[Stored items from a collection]
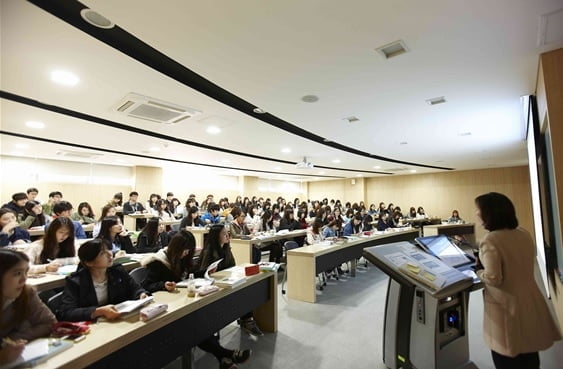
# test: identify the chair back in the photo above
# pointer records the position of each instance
(54, 302)
(139, 274)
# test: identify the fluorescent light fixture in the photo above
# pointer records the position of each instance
(35, 124)
(64, 78)
(212, 130)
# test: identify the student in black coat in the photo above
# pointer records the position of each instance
(153, 237)
(97, 286)
(173, 264)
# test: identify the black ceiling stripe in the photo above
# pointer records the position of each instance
(131, 129)
(58, 142)
(118, 38)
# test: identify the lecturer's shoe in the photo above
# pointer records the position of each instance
(227, 363)
(241, 356)
(250, 326)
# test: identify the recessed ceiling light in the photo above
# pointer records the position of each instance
(436, 100)
(351, 119)
(393, 49)
(96, 19)
(212, 130)
(65, 78)
(310, 98)
(35, 124)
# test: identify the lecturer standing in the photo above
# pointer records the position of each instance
(517, 320)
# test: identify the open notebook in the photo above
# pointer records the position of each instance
(38, 351)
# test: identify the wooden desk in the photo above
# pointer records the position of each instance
(466, 229)
(41, 231)
(242, 249)
(304, 263)
(188, 321)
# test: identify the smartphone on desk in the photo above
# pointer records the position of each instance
(75, 337)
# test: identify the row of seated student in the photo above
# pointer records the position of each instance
(98, 284)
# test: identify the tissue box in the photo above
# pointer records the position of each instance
(251, 269)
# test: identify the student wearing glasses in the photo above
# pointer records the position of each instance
(173, 264)
(218, 247)
(94, 290)
(113, 232)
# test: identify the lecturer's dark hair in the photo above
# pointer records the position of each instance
(497, 211)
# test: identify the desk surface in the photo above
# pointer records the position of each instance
(113, 342)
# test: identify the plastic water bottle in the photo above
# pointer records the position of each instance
(191, 285)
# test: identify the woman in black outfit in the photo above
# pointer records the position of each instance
(173, 264)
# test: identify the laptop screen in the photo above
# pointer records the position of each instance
(441, 247)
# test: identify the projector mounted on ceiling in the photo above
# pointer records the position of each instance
(304, 164)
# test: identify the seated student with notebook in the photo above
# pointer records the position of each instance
(32, 216)
(57, 247)
(173, 264)
(354, 225)
(212, 216)
(218, 247)
(23, 316)
(112, 230)
(192, 218)
(95, 289)
(153, 237)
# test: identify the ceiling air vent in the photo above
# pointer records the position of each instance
(154, 110)
(78, 154)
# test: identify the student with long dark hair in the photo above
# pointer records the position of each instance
(10, 232)
(112, 231)
(57, 247)
(94, 290)
(173, 264)
(23, 316)
(32, 216)
(84, 215)
(517, 321)
(192, 218)
(153, 237)
(218, 247)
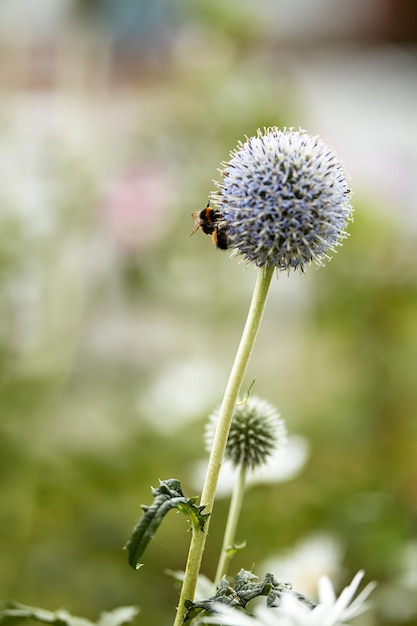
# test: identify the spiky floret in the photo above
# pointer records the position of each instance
(284, 199)
(257, 430)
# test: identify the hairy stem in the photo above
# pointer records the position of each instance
(237, 373)
(226, 554)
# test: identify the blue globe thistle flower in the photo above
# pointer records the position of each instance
(256, 432)
(284, 199)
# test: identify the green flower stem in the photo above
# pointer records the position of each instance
(231, 525)
(198, 539)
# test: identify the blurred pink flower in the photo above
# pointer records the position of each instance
(135, 210)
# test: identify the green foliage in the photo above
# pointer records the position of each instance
(244, 589)
(167, 496)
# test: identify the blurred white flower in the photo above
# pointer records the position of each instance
(283, 465)
(330, 611)
(180, 393)
(314, 556)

● What you are asked to do:
Across the data above, how many lines include the word "desk"? Give only the count.

● Answer to the problem:
3